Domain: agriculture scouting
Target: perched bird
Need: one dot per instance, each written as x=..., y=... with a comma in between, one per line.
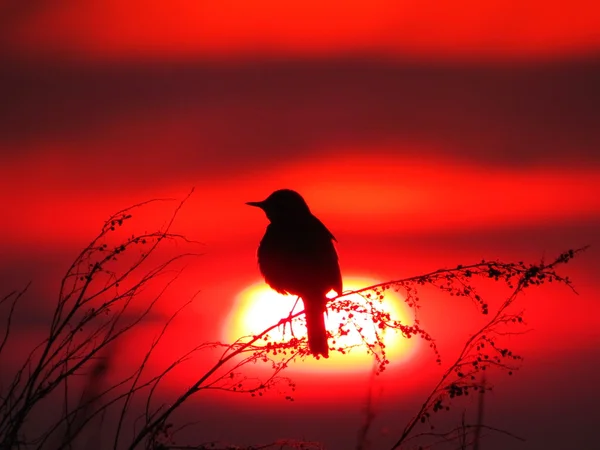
x=297, y=256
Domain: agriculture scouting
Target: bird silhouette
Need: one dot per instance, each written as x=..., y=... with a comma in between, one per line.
x=297, y=256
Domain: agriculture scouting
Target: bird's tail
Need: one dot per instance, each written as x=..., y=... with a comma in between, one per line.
x=315, y=307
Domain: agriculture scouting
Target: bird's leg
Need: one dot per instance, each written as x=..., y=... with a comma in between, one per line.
x=289, y=318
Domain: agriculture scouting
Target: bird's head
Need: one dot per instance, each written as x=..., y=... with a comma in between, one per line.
x=283, y=204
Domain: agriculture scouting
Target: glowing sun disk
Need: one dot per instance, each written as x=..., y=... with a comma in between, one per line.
x=258, y=307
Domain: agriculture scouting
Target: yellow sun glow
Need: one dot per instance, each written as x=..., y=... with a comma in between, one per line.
x=259, y=307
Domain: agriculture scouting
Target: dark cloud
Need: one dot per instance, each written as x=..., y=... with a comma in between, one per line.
x=200, y=117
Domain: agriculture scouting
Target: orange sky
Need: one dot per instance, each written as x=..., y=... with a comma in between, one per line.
x=423, y=134
x=233, y=28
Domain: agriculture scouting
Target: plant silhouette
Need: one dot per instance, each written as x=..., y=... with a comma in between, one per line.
x=94, y=312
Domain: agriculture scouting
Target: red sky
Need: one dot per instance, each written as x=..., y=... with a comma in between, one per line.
x=422, y=135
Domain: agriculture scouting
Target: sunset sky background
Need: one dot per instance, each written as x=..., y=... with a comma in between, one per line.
x=423, y=135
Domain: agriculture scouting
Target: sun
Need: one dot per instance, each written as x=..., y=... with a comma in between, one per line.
x=258, y=307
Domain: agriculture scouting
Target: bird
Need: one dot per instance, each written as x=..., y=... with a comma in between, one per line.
x=297, y=256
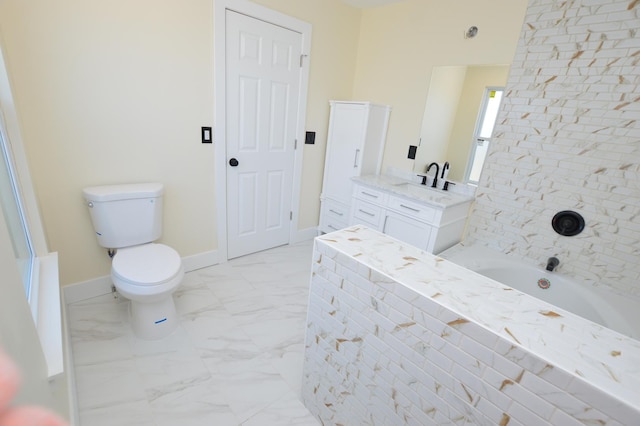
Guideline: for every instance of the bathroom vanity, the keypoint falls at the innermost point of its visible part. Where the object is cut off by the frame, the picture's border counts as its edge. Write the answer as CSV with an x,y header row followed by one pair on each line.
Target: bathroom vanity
x,y
430,219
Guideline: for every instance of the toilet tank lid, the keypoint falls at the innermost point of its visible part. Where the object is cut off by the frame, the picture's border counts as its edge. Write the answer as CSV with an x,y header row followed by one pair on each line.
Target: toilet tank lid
x,y
122,192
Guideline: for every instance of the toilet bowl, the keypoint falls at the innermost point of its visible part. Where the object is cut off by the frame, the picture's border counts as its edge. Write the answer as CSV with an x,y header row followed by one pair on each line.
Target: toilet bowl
x,y
148,275
127,219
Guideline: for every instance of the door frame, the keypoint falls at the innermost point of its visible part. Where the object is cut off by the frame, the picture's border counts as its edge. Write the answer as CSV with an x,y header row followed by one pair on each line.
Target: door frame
x,y
220,163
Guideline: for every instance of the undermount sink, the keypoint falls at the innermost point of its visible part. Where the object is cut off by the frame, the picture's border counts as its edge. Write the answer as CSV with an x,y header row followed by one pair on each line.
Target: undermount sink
x,y
417,188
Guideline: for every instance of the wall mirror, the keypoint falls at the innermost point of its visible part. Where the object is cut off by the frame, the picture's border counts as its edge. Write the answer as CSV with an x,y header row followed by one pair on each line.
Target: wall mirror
x,y
458,96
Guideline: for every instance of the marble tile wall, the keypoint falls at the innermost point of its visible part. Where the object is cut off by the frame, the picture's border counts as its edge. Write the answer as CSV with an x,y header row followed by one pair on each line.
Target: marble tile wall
x,y
380,351
568,138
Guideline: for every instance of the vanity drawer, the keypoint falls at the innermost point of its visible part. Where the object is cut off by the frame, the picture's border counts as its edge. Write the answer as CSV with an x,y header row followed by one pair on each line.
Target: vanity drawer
x,y
412,209
367,214
333,216
336,211
369,194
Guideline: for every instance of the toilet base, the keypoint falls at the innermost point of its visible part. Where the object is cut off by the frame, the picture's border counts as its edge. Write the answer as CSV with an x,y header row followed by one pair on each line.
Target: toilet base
x,y
155,320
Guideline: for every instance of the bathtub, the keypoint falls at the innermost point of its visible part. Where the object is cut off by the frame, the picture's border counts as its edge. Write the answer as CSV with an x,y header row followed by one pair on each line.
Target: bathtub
x,y
597,304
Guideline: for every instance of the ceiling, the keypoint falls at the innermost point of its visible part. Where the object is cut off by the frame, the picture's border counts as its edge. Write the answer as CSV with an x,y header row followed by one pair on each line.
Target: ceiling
x,y
369,3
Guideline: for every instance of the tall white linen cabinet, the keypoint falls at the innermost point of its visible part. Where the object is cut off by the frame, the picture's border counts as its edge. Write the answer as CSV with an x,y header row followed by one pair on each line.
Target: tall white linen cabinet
x,y
355,145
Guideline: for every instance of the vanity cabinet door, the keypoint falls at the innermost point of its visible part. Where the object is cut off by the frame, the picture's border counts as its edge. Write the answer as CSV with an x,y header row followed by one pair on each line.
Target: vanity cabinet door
x,y
408,230
368,214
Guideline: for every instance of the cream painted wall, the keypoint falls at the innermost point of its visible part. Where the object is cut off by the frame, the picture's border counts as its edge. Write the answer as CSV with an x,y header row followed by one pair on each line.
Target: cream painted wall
x,y
334,44
402,42
118,93
108,94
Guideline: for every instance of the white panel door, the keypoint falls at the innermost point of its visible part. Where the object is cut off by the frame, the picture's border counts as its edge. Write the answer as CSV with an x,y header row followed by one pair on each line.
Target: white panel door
x,y
263,79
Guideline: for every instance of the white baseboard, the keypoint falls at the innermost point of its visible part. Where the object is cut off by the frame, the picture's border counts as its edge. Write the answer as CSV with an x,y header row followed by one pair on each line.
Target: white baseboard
x,y
102,285
87,289
305,235
200,260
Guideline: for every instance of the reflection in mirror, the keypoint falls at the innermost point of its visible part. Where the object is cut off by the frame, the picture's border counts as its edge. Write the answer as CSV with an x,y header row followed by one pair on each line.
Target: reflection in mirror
x,y
451,118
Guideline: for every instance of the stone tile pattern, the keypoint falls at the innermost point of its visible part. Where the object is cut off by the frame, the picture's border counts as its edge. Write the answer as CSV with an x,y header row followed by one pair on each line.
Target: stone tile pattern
x,y
568,138
235,358
379,353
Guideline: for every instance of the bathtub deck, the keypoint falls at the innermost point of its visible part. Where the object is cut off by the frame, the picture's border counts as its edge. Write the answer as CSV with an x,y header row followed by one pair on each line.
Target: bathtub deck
x,y
412,323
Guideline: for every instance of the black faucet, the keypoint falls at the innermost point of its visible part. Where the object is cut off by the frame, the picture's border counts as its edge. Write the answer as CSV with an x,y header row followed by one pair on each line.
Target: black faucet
x,y
435,178
445,167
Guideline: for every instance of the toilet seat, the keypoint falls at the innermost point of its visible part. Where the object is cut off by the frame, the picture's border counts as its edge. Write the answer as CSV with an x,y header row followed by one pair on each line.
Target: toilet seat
x,y
146,265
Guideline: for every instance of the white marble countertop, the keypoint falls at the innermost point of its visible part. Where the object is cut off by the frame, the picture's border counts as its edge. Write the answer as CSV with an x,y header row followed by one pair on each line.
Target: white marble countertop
x,y
608,360
411,190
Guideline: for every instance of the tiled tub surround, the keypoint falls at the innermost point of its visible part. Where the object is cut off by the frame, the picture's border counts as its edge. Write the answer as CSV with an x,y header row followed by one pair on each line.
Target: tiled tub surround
x,y
567,138
398,336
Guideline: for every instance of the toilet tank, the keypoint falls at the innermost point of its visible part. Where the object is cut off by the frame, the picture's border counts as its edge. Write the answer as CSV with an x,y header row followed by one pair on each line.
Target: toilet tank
x,y
125,215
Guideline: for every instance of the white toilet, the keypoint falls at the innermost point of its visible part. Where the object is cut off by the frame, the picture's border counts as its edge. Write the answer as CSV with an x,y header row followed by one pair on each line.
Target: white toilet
x,y
129,218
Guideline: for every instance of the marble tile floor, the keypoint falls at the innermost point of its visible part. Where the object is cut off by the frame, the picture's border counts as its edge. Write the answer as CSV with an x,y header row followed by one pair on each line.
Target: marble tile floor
x,y
235,359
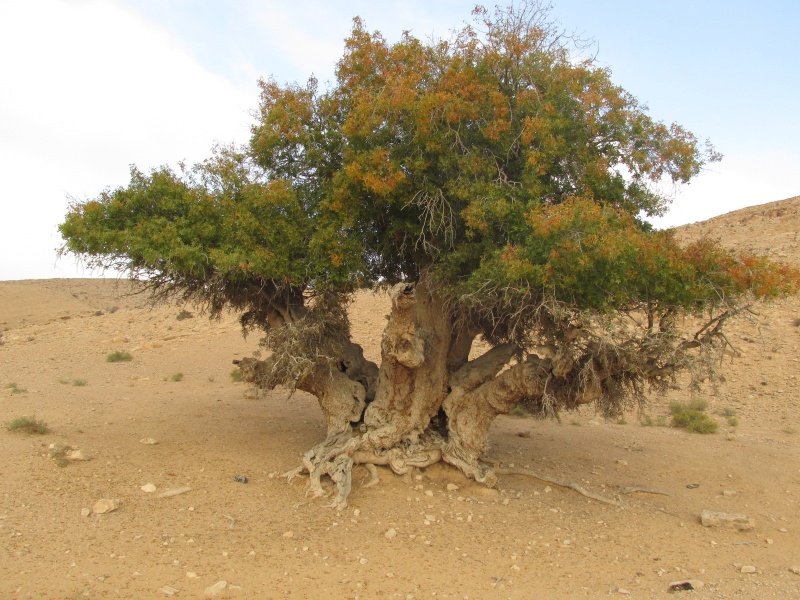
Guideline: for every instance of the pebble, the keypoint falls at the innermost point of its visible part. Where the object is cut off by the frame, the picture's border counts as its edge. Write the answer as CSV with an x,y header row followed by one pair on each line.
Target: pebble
x,y
77,455
216,589
105,505
747,569
175,492
709,518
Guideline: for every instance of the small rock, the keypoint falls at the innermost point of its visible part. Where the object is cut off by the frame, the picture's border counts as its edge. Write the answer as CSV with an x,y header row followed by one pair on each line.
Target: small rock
x,y
77,455
105,505
709,518
686,585
216,589
175,492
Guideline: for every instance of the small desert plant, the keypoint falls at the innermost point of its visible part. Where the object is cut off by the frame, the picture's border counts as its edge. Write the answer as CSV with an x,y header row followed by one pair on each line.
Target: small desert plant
x,y
692,417
119,356
15,389
28,425
58,452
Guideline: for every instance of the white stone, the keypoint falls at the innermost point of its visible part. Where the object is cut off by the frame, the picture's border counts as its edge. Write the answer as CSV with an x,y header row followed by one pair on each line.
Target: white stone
x,y
105,505
216,589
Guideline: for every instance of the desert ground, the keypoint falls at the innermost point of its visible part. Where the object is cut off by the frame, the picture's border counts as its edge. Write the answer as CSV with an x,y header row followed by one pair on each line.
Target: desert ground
x,y
431,535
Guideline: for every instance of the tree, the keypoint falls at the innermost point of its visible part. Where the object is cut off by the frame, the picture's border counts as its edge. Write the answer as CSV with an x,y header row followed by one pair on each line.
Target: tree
x,y
496,186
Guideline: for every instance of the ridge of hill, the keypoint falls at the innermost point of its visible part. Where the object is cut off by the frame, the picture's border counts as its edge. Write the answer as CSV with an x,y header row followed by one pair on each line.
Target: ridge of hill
x,y
771,229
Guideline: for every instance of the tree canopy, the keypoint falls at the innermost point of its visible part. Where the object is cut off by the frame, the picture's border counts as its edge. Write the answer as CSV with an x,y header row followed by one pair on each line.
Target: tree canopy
x,y
494,170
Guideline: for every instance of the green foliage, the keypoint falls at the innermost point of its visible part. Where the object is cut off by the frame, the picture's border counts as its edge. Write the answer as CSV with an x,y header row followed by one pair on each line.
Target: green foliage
x,y
509,173
119,356
29,425
692,417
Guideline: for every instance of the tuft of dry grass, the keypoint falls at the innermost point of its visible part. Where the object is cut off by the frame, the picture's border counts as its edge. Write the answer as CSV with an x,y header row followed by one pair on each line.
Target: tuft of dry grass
x,y
29,425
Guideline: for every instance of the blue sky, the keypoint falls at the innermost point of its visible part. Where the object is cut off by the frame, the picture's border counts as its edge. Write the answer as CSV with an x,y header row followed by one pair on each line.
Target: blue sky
x,y
92,86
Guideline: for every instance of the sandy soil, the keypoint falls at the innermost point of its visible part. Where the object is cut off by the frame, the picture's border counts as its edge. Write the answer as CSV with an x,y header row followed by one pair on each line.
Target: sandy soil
x,y
525,539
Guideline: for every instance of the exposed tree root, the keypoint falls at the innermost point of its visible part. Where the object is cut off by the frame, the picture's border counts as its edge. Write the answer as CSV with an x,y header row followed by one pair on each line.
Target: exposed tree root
x,y
560,483
632,489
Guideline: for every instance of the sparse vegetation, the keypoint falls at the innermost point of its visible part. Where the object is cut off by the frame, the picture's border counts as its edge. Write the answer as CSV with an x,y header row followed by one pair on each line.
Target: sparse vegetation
x,y
29,425
14,388
58,452
119,356
692,416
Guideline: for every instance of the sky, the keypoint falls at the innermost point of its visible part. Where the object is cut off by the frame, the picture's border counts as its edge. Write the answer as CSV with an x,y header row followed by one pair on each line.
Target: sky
x,y
90,87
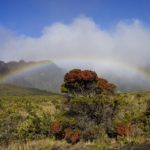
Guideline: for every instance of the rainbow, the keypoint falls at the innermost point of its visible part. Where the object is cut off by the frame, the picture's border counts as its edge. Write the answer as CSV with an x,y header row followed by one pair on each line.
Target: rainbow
x,y
95,64
23,69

────────────────────

◆ Stated problem ◆
Reproduce the lines from the start of the records up to and including the line with "x=94, y=312", leaving the pictures out of your answer.

◆ Full output ◆
Domain: agriculture scouting
Target: perched bird
Need: one dot per instance, each written as x=..., y=... with a comma in between, one per line.
x=297, y=256
Domain: agriculture scouting
Target: bird silhouette
Need: one dot per instance, each written as x=..., y=... with a comma in between, one per line.
x=297, y=256
Domain: agriculture scouting
Target: bird's tail
Need: one dot per instance, each written as x=..., y=... with a comma in between, one per line.
x=315, y=307
Domain: agriculture scouting
Target: bird's leg
Need: one dot per instance, each written as x=..., y=... with a comma in between, one per line.
x=289, y=318
Domain: agriculture scouting
Target: bird's head
Need: one dot per instance, each written as x=..., y=... with a comma in between, one per line.
x=283, y=204
Domain: agriculture scouting
Target: glowing sun disk
Need: one dot per instance, each written as x=..., y=... with a comma in between, one per line.
x=258, y=307
Domain: agriculture scouting
Target: yellow sun glow
Need: one dot per instance, each written as x=..., y=... with a comma in between, one per line.
x=259, y=307
Domain: agriculture scouting
Target: dark cloud
Need: one dot per instance, each written as x=..., y=... with a comma in between, one per line.
x=200, y=117
Domain: agriculture scouting
Target: orange sky
Need: one dot per instance, each written as x=..., y=... with a comma in between, one per line.
x=423, y=134
x=233, y=28
Domain: agriculture scouting
Target: plant silhouette
Need: one dot per instance, each written as x=..., y=... with a comma in between, one per line.
x=94, y=312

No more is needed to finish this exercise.